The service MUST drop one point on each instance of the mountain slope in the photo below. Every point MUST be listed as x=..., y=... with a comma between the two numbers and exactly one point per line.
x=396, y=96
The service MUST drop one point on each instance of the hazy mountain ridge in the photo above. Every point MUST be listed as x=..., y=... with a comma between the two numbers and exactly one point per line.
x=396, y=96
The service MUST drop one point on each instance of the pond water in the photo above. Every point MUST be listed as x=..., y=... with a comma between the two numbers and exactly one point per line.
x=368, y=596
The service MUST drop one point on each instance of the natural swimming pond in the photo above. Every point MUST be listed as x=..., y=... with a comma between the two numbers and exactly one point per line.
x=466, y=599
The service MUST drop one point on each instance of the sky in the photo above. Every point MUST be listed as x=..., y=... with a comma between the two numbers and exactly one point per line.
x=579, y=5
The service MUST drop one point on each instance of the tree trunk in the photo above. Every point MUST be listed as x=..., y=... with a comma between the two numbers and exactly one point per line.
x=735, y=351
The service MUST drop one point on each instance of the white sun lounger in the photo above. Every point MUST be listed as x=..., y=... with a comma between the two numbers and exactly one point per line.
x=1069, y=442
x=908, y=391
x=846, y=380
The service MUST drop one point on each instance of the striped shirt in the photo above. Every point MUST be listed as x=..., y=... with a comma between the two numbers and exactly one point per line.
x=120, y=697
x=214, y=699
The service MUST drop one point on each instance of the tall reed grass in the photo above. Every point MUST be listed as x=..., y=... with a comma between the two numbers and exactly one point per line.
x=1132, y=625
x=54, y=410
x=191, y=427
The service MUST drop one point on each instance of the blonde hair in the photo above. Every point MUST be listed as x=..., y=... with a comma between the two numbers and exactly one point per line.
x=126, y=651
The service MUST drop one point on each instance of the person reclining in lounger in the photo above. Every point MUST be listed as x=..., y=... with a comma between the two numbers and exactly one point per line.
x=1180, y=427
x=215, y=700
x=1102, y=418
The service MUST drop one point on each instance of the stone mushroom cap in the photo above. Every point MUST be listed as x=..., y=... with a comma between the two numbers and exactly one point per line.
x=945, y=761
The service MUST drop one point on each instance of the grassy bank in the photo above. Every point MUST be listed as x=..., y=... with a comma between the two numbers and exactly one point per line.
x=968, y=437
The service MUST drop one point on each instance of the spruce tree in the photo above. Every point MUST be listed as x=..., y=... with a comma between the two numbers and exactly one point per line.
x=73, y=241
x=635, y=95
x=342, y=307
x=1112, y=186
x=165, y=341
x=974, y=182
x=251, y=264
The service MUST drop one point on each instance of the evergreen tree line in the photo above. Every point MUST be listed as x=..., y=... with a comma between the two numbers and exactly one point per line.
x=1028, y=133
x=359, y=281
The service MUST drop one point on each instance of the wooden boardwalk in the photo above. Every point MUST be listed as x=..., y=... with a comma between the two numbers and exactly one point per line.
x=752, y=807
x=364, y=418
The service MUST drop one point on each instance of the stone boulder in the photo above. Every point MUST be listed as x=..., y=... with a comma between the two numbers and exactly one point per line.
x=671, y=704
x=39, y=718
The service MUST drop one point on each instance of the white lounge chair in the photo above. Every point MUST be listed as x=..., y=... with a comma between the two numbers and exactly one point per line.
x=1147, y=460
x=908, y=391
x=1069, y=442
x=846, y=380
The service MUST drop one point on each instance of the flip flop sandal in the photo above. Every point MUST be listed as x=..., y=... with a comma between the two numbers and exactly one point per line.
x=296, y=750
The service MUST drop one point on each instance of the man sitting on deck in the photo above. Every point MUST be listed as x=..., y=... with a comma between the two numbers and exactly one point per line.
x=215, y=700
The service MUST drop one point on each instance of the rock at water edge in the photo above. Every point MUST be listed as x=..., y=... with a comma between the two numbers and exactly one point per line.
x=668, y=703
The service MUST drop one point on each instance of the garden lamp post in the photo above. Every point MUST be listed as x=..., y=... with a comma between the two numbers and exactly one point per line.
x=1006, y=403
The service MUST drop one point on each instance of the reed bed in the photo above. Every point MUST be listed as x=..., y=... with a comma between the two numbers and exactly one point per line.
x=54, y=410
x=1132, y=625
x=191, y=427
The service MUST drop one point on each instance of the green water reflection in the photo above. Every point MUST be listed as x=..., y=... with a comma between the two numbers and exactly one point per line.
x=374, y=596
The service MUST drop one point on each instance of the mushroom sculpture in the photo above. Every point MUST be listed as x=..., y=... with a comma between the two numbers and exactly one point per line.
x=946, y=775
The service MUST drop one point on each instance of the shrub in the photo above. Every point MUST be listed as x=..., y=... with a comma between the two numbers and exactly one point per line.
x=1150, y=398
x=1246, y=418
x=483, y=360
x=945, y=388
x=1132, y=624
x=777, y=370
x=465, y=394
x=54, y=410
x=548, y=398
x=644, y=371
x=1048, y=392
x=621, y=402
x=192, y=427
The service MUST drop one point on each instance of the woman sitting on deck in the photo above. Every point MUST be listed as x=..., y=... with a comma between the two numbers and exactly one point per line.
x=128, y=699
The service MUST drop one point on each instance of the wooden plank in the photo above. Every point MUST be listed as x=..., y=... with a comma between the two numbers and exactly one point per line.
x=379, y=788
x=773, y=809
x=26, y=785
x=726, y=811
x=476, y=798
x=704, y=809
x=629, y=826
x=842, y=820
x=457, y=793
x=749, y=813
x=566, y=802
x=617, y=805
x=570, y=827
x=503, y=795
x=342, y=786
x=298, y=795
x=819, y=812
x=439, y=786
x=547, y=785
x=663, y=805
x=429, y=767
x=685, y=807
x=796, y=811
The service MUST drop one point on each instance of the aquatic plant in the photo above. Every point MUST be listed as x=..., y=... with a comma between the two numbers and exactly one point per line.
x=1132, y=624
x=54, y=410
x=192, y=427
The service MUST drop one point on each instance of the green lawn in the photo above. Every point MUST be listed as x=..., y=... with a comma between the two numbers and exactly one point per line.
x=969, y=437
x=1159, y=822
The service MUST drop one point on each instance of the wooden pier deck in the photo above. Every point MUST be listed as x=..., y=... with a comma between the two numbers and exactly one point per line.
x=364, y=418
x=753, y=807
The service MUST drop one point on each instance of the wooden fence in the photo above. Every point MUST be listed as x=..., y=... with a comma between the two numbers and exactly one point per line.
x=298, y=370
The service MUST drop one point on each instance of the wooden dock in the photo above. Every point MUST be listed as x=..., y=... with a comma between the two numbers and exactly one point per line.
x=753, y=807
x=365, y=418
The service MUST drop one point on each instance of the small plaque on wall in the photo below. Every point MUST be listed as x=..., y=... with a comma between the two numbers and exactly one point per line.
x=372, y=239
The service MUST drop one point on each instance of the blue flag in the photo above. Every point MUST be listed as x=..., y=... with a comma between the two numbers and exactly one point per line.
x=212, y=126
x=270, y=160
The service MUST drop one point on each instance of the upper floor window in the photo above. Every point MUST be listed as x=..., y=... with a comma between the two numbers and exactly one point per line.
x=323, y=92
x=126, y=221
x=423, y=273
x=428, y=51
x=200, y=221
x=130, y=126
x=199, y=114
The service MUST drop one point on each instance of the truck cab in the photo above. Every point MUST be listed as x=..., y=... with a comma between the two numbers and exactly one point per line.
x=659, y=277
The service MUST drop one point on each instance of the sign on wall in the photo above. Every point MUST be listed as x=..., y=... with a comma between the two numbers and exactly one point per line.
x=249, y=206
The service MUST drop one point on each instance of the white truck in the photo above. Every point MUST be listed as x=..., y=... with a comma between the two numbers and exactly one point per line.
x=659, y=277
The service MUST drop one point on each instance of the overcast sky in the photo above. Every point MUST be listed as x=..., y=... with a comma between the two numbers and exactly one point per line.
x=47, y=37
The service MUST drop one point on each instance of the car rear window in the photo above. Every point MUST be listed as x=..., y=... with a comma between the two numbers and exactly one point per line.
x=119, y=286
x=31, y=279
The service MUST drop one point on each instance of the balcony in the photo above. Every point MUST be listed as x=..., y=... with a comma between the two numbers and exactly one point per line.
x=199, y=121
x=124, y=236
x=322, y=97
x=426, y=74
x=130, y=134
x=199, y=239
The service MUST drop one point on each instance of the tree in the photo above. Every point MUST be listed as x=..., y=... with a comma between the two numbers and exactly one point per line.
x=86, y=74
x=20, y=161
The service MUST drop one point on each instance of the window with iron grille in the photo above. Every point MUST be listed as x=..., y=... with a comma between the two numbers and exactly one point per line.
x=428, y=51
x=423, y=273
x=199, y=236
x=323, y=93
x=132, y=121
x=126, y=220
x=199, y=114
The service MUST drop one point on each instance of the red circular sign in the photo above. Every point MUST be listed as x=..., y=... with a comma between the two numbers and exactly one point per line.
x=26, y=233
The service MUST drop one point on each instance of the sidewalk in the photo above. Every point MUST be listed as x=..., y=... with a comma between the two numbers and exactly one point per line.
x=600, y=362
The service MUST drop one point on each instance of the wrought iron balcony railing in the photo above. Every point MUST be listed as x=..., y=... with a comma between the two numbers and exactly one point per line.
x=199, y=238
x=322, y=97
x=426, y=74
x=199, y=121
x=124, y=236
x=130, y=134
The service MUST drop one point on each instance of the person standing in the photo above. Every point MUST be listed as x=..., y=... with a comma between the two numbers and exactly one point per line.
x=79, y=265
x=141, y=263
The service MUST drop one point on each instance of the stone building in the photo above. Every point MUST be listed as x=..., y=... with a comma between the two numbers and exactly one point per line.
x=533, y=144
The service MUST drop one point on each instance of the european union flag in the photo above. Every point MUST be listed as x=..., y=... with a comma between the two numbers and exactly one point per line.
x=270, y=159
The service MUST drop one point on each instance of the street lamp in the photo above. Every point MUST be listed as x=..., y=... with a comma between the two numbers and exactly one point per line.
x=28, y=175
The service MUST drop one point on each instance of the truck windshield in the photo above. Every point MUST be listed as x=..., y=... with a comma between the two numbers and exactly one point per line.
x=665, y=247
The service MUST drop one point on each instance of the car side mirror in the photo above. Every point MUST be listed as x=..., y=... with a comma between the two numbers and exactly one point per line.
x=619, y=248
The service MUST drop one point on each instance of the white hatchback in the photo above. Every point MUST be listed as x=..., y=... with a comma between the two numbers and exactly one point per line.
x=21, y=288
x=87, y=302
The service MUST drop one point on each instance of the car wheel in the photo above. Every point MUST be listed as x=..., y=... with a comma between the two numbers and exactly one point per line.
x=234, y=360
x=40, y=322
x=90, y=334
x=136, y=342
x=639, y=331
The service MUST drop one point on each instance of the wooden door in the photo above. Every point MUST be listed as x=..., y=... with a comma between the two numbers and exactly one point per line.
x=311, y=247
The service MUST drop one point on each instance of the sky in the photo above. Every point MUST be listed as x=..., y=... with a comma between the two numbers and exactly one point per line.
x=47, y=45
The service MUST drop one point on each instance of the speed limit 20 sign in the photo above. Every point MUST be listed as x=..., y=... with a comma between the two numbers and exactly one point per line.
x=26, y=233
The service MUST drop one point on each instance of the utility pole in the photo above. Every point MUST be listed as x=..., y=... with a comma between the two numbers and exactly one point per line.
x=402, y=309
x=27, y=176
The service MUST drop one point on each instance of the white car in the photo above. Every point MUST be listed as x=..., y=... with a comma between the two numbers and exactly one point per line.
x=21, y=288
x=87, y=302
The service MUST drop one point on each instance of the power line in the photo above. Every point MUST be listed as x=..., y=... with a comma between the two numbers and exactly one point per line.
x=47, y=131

> _BRIEF_
Print, word for word, the stretch of rows from the one containing "the green lawn" through the one containing "x=298, y=370", with both of those rows included.

> _COMPLETED EXERCISE_
The service MUST drop one point on each instance of the green lawn in the photo above. Every point MUST be listed as x=..., y=... with a comma between the two numbers and exactly one point per line.
x=969, y=437
x=1159, y=822
The service MUST drop one point on each instance of the wooden pier deck in the photo above. Every point MUST be listed as x=..., y=... with a comma between the two numbers and exactly one point per line.
x=364, y=418
x=753, y=807
The service MUST drop one point on each instance of the wooden fence in the photo above. Every point MUST be listed as x=..., y=... with a comma between the two numbers and exactly one point per line.
x=298, y=370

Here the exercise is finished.